Today's Big Stuff by Adam Parkhomenko & Sam Youngman
It’s Monday. There are 198 days until the midterm elections. Le sigh of relief in France, waiting for Twitter to kill us all and U.S. officials visit Ukraine. 
Be advised: This newsletter uses cuss words. Yeah, it’s just a normal advisory today. Buttcheeks. 
Note: Were you fooled by the advisory today, Sexy Patriots? Of course you weren’t. Because unlike a certain orange dingus, you’re a smart person and not a complete fucking idiot who can’t remember the name of his own goddamn social media network.

Business Insider Video
Video shows Donald Trump struggling to say the name of his own social media platform, Truth Social
Yikes. Yeah, we, um, we need to make sure that deranged dumbshit doesn’t become president for life, and that seems to be the fucked up course that we’re on. But here’s today’s message from our friend Fuckface the Optimistic Asshole…
Don’t be alarmed! We’ve got a plan! 
You probably saw that in this weekend’s French elections, the exit polls showed 42 percent of Macron’s vote was cast as a vote against Le Pen. Let’s call them the Fab 42. Sorry. The Fab Fuckin’ 42. And let’s do the same goddamn thing here. Seriously. This ain’t no goddamn purity test. You telling us we can’t get 42 percent of our voters to just be scared shitless of Marjorie Taylor Gross or Venmatt Gaetz? 
So do not despair, you scrumptious freedom fighters. We’re going to build our own Frightened and Freaked 42. If we can’t get people to the polls with Hope and Change, then we’ll go with Holy Fucking Shit and Oh God No. Trump is the worst thing to ever happen to the world and one of the best things to ever happen to Democrats. So do not despair! Let’s just kick some ass and scare the hell out of people. Love y’all!

(Supplied entries):

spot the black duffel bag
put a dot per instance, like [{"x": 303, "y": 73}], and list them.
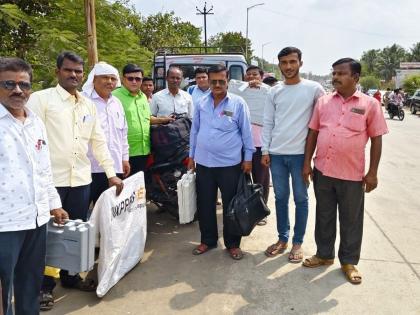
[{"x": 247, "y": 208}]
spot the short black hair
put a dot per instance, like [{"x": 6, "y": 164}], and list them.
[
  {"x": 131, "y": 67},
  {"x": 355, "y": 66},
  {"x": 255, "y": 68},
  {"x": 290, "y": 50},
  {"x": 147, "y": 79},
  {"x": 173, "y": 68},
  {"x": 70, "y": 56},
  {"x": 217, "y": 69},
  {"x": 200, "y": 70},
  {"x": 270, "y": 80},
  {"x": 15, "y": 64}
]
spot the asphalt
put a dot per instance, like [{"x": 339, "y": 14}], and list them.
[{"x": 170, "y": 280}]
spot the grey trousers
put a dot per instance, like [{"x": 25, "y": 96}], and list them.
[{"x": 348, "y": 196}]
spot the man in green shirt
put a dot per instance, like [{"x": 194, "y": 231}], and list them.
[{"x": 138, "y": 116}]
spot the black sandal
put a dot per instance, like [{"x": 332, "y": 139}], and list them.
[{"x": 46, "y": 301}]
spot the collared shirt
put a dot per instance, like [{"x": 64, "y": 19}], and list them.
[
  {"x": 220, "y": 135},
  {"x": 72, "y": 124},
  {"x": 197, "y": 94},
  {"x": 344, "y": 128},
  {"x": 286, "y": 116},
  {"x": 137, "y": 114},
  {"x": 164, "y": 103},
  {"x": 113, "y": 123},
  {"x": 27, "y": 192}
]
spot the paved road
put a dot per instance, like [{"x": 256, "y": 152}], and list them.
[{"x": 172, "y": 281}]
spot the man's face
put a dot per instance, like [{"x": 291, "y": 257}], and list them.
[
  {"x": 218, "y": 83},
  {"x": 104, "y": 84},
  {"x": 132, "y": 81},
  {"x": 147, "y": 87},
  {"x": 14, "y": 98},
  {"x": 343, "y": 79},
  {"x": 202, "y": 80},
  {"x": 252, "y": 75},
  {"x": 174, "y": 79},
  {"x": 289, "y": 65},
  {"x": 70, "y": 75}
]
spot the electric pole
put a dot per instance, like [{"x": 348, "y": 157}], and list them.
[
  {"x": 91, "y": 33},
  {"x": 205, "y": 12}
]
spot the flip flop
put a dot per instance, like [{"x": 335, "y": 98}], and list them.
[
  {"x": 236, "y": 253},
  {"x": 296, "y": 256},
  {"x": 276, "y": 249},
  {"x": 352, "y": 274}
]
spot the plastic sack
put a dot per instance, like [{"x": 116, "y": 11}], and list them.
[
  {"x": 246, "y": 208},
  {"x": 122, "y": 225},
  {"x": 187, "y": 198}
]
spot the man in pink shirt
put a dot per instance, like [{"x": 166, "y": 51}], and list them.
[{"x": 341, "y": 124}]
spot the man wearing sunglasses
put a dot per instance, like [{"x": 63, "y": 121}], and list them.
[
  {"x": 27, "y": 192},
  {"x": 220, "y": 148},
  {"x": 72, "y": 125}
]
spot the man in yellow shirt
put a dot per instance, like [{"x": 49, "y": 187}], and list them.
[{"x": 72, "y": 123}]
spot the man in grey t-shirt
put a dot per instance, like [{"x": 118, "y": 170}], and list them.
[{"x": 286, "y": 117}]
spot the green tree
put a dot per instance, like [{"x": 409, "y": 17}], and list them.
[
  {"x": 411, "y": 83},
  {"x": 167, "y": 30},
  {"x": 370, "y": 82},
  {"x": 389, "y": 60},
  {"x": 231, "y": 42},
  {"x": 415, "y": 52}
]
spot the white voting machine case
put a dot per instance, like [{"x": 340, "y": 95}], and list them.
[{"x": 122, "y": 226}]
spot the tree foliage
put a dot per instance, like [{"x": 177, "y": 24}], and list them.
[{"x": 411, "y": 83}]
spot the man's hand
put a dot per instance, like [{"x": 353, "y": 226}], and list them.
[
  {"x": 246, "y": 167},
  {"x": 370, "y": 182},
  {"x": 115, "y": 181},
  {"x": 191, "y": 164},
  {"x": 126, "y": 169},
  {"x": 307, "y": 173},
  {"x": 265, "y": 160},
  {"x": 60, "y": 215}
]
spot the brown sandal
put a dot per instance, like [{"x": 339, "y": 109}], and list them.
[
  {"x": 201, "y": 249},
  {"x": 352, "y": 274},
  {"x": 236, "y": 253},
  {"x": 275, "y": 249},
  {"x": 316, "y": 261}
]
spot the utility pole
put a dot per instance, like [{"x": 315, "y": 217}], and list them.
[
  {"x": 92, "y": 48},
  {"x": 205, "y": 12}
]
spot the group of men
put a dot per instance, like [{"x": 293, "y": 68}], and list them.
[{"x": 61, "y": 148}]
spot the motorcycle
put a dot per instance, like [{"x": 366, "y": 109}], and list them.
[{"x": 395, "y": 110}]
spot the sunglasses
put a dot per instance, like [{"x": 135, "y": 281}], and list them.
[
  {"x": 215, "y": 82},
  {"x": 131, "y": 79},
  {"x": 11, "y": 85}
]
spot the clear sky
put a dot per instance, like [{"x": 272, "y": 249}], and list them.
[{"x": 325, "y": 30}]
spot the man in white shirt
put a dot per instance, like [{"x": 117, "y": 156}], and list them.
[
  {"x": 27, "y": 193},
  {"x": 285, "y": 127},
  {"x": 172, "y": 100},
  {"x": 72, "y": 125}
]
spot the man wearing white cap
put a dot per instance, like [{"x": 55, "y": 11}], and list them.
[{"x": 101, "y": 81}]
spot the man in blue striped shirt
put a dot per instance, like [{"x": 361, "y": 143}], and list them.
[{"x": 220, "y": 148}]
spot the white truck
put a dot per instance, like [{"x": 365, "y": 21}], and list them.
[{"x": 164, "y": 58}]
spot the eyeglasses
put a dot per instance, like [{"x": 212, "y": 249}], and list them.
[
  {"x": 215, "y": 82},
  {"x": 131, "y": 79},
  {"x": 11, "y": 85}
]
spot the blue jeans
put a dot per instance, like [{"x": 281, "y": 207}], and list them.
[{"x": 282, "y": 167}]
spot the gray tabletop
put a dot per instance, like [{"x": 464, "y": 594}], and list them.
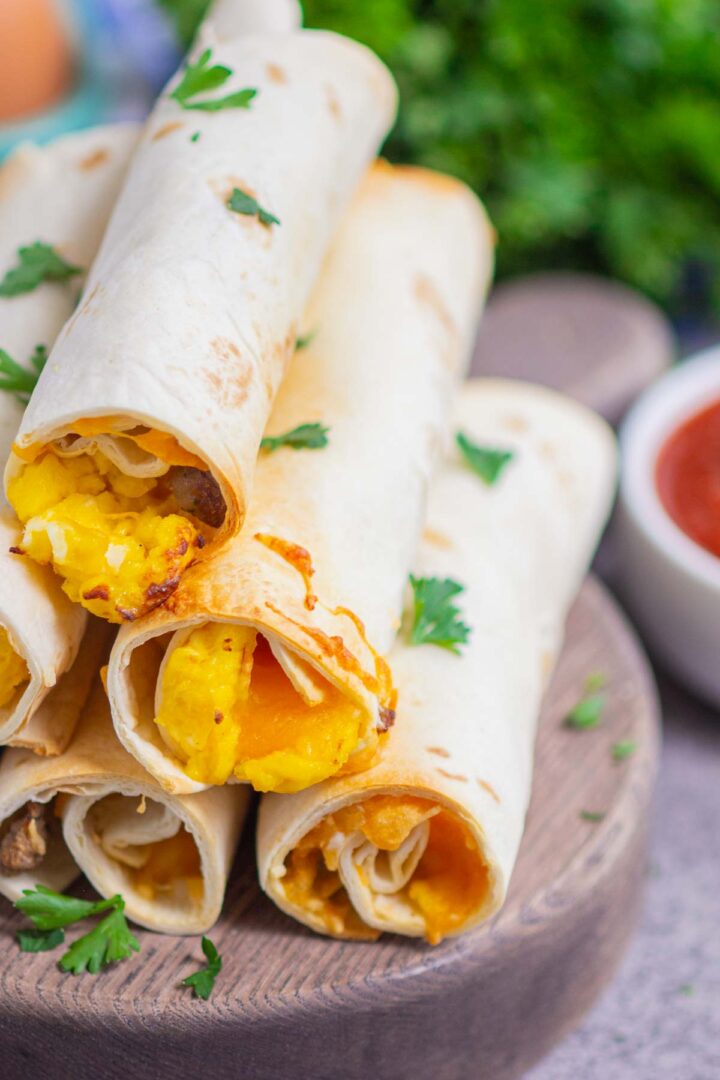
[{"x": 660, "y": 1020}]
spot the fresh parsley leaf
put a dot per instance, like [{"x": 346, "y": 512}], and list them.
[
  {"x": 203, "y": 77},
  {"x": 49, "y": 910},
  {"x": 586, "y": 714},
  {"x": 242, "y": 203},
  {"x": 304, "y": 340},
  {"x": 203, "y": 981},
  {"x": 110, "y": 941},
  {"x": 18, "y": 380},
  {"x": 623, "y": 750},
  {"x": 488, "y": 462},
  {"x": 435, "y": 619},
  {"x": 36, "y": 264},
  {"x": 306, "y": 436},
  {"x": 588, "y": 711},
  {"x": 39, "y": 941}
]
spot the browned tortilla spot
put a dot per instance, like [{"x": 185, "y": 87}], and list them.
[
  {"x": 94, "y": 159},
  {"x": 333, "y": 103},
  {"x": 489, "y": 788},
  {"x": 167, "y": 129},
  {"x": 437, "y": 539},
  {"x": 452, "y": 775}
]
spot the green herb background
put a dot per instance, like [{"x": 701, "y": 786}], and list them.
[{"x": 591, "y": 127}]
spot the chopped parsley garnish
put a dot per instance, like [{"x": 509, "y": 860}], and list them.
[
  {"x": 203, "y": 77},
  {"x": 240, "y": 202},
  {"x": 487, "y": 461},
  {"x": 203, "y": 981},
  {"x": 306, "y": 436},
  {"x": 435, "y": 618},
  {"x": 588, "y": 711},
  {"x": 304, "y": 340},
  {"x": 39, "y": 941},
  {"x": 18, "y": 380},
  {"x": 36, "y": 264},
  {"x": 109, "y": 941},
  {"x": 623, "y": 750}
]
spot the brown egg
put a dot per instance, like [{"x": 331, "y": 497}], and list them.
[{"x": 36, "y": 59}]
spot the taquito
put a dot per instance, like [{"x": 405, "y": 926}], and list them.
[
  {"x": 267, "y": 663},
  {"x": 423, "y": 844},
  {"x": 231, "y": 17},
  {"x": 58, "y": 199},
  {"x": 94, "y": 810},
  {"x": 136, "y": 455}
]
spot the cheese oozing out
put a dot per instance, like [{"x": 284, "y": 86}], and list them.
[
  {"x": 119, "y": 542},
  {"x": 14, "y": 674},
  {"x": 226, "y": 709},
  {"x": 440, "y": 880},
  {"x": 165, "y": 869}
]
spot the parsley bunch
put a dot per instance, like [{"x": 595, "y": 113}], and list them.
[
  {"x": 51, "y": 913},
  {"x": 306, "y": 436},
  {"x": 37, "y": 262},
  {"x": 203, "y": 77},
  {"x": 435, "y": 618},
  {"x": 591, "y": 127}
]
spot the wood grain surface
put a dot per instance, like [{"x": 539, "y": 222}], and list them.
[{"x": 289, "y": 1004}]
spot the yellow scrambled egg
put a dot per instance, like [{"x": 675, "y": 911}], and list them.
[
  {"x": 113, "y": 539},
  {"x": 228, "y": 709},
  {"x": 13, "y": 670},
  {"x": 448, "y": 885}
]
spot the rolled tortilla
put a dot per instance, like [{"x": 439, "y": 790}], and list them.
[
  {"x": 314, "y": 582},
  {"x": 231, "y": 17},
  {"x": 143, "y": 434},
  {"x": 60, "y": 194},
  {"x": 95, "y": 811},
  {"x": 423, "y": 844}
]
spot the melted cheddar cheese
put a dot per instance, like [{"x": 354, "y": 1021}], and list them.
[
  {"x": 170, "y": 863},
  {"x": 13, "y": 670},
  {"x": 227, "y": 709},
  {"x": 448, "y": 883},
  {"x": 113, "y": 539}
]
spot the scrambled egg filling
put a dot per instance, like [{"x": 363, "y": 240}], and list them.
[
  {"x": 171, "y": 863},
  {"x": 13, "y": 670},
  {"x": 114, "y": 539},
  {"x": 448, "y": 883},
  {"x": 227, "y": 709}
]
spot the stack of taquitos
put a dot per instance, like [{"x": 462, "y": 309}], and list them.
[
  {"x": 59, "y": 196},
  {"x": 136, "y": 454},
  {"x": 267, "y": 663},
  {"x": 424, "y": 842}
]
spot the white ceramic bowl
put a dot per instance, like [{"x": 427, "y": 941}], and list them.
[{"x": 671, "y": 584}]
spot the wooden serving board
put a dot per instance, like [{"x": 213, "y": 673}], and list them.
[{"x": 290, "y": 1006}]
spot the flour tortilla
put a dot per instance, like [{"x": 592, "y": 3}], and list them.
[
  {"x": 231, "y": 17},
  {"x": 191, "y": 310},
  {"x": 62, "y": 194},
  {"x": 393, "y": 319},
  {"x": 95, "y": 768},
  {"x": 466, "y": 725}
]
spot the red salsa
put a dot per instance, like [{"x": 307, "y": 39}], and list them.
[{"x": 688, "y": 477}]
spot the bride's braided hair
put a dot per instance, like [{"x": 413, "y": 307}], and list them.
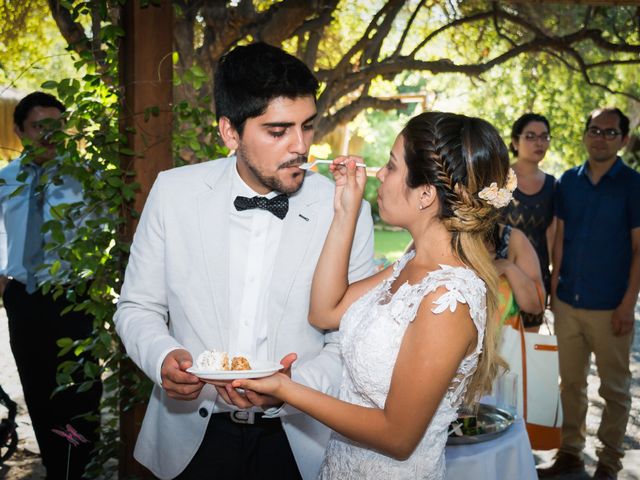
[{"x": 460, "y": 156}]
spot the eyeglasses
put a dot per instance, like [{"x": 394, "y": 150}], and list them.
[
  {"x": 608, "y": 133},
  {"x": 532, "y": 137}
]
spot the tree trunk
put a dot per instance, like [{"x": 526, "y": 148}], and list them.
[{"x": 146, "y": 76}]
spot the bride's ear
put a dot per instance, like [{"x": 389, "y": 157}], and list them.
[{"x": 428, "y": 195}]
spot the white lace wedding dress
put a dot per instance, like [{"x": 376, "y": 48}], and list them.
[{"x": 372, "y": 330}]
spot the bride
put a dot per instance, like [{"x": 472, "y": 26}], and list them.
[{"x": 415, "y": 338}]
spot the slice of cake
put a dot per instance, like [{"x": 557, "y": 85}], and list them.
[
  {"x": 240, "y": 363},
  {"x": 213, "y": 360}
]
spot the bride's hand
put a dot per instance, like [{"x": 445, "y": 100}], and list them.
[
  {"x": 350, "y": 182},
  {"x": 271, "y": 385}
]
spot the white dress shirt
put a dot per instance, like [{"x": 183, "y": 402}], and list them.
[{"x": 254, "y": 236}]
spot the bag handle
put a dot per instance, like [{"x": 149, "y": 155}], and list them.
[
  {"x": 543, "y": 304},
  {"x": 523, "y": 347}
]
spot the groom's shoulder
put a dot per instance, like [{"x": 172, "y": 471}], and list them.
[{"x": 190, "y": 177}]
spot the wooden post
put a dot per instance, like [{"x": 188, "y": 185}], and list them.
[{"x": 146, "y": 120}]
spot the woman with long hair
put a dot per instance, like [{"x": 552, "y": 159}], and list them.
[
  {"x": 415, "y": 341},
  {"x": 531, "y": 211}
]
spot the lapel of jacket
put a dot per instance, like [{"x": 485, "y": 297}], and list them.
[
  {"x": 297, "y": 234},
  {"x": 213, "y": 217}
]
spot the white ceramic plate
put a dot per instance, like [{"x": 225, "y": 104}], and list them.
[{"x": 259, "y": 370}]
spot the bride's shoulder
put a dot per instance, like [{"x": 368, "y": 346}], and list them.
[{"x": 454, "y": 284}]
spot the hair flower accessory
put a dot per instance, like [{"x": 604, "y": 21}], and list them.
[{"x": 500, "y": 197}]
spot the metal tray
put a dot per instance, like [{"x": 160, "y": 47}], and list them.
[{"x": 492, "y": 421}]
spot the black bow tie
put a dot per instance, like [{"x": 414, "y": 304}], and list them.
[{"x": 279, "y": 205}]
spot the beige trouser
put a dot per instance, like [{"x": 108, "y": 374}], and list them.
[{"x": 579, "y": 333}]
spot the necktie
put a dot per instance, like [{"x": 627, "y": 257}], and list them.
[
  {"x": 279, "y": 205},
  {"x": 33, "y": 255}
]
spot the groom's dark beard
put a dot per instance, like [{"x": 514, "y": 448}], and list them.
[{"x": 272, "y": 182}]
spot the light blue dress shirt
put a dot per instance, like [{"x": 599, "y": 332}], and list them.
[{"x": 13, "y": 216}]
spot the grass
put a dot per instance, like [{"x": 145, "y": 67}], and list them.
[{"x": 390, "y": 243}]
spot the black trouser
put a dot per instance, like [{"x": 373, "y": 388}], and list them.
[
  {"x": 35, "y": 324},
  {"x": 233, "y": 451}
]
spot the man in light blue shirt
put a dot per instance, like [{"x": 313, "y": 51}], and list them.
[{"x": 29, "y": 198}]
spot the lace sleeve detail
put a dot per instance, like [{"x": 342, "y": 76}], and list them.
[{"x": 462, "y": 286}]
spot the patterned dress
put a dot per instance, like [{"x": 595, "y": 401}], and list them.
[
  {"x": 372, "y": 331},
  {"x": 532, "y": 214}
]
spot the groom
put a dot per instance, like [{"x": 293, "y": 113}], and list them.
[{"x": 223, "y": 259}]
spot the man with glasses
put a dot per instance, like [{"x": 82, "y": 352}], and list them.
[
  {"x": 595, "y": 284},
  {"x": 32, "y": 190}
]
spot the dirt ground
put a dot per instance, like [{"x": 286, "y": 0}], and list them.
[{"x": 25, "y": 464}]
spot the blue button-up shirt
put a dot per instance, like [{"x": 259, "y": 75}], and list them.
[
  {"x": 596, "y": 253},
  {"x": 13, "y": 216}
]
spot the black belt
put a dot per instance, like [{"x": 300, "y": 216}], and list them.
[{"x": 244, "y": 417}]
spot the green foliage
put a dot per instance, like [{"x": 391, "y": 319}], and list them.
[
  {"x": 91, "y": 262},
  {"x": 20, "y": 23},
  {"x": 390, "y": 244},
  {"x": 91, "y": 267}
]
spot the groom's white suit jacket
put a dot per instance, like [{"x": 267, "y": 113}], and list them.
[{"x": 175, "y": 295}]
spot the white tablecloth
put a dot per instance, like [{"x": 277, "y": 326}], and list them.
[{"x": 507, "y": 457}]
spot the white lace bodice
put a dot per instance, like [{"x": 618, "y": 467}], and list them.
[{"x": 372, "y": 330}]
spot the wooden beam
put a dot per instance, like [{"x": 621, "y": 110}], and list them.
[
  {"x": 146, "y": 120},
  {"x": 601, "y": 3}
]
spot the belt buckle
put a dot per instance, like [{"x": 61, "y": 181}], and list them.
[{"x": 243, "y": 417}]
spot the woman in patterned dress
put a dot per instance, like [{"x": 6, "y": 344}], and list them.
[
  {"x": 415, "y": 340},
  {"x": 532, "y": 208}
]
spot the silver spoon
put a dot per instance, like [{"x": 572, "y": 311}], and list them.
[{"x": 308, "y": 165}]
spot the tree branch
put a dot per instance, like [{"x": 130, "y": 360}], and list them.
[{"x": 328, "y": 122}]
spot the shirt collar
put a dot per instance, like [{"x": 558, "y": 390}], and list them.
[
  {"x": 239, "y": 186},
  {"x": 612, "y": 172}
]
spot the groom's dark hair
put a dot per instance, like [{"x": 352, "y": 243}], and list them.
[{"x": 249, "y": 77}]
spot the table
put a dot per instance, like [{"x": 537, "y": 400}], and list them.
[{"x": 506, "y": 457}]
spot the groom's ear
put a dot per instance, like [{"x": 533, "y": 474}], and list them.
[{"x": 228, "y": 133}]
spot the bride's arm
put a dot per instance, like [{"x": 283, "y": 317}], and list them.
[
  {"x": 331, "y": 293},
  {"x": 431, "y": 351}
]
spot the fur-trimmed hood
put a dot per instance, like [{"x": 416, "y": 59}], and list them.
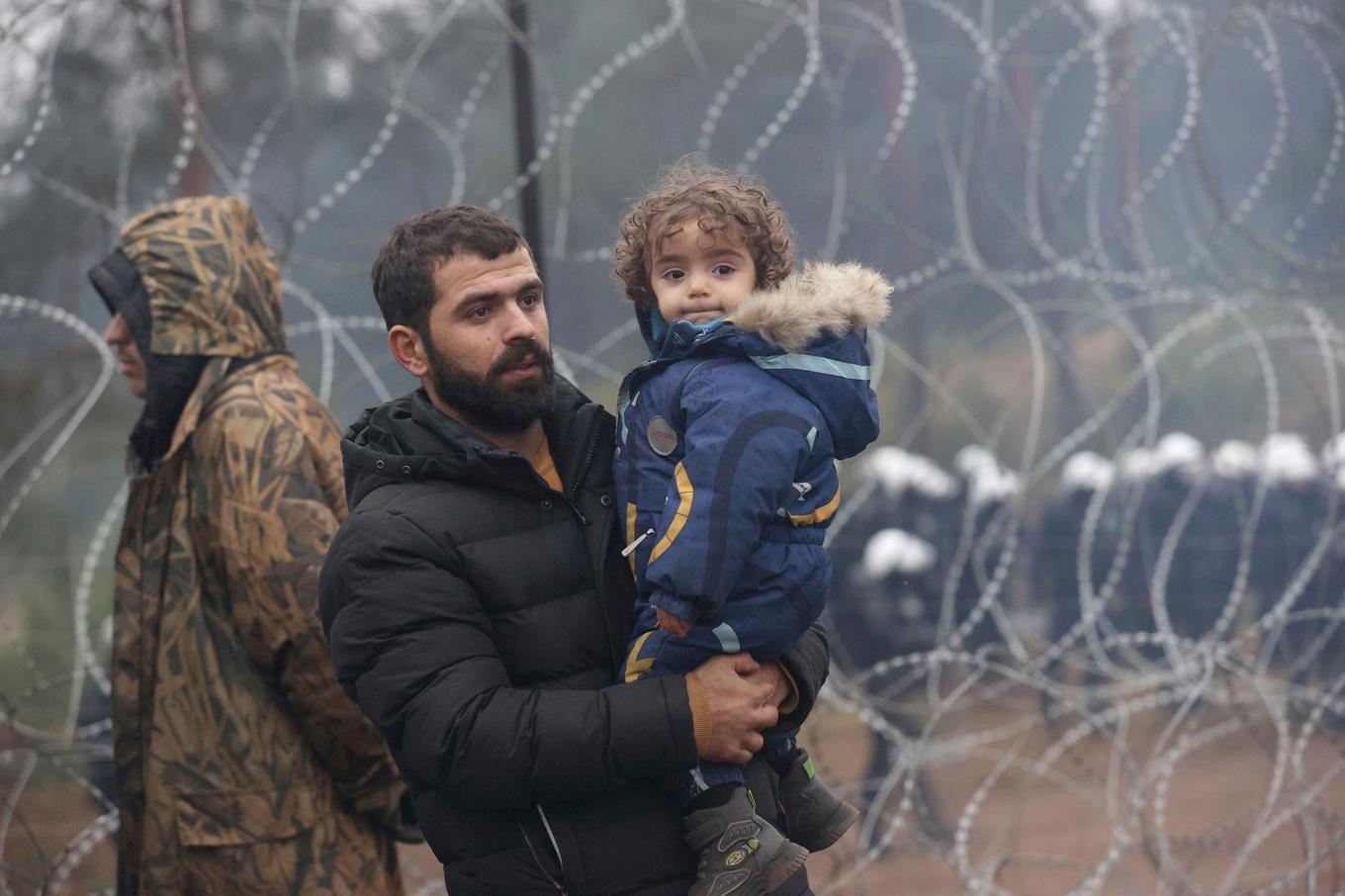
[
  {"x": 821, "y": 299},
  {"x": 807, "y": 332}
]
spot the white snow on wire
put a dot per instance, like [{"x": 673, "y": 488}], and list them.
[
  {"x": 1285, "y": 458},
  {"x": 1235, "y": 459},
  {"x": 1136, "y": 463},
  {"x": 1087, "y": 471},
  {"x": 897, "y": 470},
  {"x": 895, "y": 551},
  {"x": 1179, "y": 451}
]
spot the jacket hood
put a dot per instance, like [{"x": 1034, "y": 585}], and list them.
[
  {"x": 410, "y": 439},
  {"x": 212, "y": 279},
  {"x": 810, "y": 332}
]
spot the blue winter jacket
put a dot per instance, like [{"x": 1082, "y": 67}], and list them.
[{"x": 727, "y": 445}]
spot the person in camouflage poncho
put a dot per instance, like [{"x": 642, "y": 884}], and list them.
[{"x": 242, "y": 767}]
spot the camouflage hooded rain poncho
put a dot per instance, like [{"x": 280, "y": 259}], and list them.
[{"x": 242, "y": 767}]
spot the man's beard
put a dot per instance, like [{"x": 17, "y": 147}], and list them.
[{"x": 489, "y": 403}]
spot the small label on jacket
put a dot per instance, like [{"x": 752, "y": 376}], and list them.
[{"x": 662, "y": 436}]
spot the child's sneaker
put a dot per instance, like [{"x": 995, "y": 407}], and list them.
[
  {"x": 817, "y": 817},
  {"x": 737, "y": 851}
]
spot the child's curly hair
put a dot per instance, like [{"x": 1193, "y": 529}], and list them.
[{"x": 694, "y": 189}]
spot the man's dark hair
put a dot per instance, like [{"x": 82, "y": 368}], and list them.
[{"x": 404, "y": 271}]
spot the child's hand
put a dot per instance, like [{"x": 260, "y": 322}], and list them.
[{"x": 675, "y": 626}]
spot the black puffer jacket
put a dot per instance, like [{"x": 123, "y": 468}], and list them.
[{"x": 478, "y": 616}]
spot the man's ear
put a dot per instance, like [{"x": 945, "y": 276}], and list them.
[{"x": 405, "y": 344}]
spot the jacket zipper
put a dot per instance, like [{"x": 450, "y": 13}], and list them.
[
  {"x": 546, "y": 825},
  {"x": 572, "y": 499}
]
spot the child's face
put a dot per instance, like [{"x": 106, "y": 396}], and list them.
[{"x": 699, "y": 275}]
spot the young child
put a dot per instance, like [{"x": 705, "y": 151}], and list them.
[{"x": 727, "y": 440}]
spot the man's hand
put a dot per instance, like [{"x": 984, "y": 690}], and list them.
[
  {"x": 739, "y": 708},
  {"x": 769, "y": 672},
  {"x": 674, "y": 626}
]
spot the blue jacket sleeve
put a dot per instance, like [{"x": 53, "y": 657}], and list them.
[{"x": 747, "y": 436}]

(Short task 1): According to the newsletter, how many days are left until the midterm elections?
(Short task 2): Reproduce the newsletter word for word, everything from "Note: Were you" down to "social media network.".
The items have no connection to the newsletter.

(Exercise result 1): 198 days

(Exercise result 2):
Note: Were you fooled by the advisory today, Sexy Patriots? Of course you weren’t. Because unlike a certain orange dingus, you’re a smart person and not a complete fucking idiot who can’t remember the name of his own goddamn social media network.